PROBLEM TO SOLVE
Return, word for word, only the lines of the data below that lie between the line with "target | tree trunk" and the line with "x=162, y=65", those two lines included.

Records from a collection

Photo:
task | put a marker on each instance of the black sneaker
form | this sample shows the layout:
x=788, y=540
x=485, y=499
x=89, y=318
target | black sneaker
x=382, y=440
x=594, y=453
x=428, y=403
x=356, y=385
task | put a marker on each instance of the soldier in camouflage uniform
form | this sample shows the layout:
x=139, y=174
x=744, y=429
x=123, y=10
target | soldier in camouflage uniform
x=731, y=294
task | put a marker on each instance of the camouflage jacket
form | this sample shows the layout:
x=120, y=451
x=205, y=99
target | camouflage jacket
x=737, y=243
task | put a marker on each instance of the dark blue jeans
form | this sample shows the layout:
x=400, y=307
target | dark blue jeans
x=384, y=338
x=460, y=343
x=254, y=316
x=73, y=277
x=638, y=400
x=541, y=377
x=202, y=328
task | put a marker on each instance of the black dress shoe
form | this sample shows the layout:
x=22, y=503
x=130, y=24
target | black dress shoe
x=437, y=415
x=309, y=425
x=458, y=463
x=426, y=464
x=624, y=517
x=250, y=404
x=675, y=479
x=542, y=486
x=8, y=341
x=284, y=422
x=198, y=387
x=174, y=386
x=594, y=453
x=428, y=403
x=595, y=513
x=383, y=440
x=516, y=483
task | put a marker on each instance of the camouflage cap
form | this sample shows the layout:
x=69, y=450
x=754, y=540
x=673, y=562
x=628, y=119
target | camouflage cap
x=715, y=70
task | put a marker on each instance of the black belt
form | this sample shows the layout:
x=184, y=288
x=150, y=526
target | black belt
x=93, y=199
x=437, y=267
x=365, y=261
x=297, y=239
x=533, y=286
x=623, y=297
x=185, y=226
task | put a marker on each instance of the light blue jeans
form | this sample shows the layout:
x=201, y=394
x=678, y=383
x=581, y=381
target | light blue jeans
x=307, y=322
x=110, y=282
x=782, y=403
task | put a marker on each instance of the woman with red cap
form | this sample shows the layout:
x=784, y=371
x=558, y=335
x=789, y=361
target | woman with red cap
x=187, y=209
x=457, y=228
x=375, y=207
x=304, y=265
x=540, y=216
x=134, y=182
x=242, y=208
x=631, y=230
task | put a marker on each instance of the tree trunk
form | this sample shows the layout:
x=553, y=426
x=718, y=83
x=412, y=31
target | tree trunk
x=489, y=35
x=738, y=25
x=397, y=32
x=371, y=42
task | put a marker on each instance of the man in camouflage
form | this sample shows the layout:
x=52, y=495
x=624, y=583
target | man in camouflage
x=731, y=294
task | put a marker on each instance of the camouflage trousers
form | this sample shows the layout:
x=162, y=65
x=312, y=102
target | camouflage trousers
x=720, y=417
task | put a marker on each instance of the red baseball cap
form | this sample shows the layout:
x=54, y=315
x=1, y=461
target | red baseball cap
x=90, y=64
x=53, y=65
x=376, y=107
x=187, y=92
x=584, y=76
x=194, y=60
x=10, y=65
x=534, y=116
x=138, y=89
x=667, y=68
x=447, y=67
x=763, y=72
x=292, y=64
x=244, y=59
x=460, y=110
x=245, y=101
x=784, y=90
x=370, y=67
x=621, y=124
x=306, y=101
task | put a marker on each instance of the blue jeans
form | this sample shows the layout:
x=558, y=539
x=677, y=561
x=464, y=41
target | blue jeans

SOLUTION FOR THIS PROBLEM
target | tree trunk
x=489, y=35
x=738, y=25
x=397, y=32
x=371, y=42
task | put a marker on each instance of the man in camouflage
form | this sample shows the layout:
x=52, y=495
x=624, y=583
target | man in camouflage
x=731, y=294
task | put a marker on each instance of the camouflage trousers
form | this sample shows the layout:
x=162, y=65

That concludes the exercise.